>>>>

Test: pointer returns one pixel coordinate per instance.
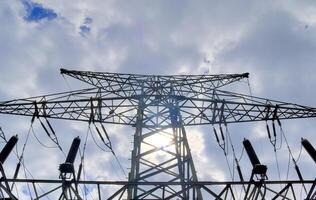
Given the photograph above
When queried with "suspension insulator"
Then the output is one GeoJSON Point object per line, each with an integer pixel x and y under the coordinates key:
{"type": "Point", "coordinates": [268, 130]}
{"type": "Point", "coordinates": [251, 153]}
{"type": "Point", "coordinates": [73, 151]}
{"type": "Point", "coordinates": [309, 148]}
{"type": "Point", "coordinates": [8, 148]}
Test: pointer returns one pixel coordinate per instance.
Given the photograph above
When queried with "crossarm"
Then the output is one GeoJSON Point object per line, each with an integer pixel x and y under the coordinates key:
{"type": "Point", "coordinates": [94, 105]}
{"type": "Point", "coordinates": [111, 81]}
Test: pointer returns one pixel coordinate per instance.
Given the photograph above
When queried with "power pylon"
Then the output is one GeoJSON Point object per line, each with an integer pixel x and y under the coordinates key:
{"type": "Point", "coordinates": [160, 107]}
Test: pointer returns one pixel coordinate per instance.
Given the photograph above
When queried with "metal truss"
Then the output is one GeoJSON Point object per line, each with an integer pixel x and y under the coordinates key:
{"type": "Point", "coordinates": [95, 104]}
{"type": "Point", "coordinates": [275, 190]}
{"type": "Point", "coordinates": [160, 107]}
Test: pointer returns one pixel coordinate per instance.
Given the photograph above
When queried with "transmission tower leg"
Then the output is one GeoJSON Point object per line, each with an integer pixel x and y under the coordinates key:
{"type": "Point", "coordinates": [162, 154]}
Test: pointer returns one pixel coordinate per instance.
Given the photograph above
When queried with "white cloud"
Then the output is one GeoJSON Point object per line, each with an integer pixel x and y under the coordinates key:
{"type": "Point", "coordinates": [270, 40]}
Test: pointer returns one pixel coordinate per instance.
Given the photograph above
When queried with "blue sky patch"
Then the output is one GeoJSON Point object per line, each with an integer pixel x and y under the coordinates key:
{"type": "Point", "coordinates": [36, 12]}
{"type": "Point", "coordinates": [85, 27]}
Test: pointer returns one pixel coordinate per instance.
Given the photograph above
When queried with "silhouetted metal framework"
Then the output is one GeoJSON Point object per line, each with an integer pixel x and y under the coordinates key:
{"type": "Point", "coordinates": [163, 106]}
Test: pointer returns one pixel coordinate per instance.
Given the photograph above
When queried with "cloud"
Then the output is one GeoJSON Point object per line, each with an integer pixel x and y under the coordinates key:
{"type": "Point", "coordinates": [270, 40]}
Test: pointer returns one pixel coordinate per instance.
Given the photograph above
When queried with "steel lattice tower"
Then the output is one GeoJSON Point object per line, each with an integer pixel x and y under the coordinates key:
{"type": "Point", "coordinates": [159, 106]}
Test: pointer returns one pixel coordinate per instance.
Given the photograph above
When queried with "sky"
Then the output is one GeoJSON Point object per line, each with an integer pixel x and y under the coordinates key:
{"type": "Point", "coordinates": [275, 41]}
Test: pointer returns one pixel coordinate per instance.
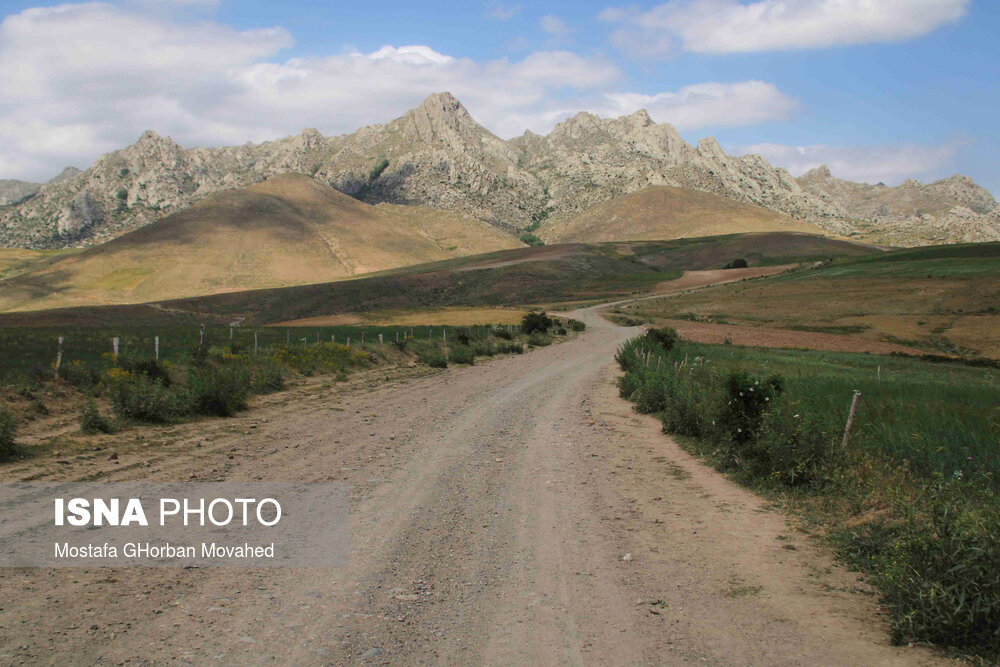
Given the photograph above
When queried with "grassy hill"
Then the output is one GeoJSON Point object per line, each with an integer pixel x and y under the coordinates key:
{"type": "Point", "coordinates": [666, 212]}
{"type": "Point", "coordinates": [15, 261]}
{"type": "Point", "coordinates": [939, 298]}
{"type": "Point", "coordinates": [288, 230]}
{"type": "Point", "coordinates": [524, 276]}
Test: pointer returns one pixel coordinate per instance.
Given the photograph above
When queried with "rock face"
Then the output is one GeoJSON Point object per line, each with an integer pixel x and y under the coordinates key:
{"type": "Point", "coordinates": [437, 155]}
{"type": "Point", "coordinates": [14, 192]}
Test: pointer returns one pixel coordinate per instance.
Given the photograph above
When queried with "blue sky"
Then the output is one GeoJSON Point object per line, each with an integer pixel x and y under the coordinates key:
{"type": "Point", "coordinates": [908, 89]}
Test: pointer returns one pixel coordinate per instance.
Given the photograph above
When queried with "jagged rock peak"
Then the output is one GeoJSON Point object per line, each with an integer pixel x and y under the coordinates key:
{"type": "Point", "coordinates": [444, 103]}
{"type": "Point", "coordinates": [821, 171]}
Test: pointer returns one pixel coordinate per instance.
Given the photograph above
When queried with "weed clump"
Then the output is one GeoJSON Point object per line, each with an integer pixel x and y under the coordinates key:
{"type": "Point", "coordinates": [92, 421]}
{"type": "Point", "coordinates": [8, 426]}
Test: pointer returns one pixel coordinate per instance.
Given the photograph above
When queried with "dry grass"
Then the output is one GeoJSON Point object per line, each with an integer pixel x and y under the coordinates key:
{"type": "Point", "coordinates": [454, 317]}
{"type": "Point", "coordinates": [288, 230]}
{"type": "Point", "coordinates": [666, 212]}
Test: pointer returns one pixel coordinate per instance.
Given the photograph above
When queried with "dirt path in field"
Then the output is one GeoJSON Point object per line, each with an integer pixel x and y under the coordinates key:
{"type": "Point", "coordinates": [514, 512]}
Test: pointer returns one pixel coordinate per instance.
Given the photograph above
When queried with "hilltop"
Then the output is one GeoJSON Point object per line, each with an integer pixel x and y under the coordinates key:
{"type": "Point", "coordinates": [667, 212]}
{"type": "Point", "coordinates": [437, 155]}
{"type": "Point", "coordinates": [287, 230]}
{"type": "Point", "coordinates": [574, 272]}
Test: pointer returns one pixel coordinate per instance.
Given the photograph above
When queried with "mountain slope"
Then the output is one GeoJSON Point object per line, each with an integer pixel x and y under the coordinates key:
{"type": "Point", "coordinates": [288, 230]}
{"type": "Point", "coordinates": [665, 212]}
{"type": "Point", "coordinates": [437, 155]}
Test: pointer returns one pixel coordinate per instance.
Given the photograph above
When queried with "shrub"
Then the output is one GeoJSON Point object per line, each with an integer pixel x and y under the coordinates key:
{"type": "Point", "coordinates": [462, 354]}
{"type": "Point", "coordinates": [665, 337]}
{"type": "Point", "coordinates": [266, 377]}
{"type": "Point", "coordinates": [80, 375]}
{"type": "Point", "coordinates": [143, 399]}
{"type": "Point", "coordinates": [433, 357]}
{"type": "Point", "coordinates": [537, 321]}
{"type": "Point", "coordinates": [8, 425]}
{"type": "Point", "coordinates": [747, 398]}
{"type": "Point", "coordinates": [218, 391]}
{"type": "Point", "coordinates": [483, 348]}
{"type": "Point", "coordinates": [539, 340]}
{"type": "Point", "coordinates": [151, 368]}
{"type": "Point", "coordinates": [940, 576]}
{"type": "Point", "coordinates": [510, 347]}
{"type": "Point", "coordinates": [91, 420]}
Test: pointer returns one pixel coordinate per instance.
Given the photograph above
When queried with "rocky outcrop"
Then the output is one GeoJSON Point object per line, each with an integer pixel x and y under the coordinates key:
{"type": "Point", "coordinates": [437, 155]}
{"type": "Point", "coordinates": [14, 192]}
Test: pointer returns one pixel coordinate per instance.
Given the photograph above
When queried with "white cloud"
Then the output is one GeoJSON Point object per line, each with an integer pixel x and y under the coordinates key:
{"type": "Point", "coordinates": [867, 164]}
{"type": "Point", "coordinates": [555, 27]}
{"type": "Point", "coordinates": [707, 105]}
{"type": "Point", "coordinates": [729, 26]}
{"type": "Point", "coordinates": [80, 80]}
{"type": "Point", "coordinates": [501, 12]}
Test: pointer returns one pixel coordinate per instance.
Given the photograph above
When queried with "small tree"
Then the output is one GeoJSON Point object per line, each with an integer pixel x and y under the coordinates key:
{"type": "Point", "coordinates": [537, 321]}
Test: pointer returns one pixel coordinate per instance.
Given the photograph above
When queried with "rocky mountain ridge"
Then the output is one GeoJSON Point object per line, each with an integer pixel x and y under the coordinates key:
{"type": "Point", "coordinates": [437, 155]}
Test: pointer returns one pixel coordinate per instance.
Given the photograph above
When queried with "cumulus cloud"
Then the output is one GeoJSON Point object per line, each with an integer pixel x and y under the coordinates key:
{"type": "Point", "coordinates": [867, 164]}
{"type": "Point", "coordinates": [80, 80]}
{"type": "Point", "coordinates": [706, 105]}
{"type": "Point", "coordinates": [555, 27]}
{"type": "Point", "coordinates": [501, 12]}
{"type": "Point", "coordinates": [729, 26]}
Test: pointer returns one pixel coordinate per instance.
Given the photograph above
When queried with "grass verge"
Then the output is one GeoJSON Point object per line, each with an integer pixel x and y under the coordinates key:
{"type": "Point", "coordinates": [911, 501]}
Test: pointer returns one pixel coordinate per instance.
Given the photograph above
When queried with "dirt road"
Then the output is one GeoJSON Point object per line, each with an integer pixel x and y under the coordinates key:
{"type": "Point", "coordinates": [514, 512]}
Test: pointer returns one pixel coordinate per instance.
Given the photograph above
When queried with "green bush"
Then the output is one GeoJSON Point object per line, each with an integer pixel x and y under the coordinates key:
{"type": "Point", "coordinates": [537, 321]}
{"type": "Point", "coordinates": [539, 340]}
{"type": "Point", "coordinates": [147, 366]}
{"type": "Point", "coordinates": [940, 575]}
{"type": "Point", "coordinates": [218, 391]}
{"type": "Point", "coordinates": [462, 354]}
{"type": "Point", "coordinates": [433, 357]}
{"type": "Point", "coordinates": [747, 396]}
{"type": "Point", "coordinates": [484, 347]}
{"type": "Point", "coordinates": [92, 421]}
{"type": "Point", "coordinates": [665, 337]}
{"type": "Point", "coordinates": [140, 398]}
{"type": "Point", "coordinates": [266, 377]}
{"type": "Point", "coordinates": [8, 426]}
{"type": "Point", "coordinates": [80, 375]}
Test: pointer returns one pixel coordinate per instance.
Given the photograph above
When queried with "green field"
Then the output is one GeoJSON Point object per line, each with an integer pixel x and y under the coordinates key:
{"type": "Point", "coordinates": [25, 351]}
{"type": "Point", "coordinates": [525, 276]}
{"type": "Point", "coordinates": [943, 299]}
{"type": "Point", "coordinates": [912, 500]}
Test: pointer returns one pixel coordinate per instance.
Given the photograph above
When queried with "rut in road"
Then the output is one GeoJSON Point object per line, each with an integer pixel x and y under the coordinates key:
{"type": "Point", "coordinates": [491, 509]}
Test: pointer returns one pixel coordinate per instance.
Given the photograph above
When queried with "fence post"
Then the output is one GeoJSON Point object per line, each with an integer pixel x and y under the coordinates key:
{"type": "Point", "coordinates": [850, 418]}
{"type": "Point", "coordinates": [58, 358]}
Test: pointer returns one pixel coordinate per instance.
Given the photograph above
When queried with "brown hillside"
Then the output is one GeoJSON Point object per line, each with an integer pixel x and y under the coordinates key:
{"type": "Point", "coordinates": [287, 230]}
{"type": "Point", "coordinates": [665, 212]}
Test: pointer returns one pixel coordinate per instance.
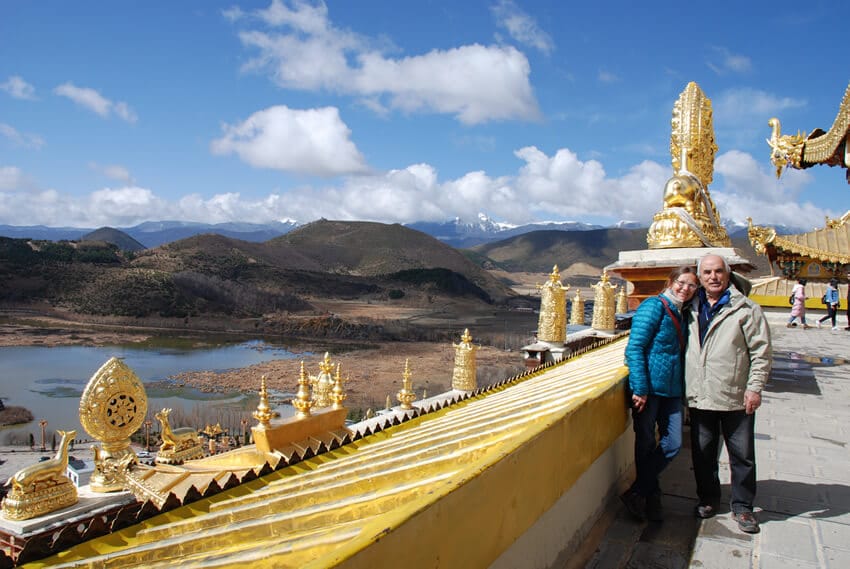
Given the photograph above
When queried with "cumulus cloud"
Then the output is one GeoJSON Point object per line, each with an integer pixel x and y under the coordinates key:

<<<<

TUJUAN: Saringlah item di atas dan salin setiap baris yang memuat kata "green".

SEBAGAI TANGGAPAN:
When queried with "green bush"
When queried with "green field"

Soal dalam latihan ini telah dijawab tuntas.